* **SHORT EXERCISE**: Print the stretch of lines from the one containing "Find the green" through the last line, reproducing each one word for word.

A run of records:
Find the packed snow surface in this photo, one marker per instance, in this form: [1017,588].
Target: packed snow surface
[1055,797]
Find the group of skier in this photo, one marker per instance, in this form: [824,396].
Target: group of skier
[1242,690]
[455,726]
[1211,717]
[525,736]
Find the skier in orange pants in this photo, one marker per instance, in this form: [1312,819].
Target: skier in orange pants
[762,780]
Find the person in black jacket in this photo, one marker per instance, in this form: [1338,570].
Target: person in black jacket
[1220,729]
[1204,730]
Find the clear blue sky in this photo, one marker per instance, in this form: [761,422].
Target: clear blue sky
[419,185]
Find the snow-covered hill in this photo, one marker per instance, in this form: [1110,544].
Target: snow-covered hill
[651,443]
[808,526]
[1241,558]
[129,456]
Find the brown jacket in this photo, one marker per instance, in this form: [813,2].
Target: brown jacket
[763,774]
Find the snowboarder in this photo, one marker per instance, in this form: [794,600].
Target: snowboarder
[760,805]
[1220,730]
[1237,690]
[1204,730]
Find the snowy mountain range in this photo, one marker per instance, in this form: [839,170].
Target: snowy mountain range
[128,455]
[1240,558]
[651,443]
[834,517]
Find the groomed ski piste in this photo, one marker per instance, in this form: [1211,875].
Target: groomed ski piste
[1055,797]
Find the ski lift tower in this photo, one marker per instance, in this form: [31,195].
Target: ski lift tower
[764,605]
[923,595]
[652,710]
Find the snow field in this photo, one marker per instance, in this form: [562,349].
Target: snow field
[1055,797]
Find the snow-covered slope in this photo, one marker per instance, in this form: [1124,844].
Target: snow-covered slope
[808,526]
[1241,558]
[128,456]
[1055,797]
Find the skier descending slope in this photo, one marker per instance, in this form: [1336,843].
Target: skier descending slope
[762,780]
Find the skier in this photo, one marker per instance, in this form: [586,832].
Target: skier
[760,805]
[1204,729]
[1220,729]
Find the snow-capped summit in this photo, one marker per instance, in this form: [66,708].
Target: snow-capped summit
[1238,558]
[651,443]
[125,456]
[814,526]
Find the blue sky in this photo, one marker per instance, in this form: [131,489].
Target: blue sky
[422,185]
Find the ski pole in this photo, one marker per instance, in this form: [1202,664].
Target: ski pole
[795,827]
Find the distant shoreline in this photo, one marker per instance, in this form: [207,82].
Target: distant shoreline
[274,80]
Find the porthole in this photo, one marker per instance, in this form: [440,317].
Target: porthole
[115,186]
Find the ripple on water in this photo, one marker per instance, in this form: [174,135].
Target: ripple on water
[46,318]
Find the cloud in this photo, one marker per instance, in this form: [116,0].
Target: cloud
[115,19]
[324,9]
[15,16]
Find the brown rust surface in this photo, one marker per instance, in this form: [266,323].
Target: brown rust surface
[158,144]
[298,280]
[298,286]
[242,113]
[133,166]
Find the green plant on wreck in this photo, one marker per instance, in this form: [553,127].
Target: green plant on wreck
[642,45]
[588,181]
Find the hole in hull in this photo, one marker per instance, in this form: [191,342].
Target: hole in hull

* **OUTPUT FOR THIS TASK**:
Find the green plant on wreck in this photo, one marker per instance, in this form: [553,127].
Target: green plant on wreck
[642,45]
[588,181]
Find the hole in hull in this photo, one marker per instance, in this form: [191,342].
Target: hole in hull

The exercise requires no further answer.